→ **Required task**:
Write out the listing below line for line, changing nothing.

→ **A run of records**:
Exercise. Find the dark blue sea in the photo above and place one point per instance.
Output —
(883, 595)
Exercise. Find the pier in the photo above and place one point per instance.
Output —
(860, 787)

→ **Result of the exercise**:
Exercise. Find the dark blue sea in the photo above and place one point per instance.
Output —
(883, 595)
Exercise. Find the pier in the photo above and place one point per instance.
Output —
(860, 787)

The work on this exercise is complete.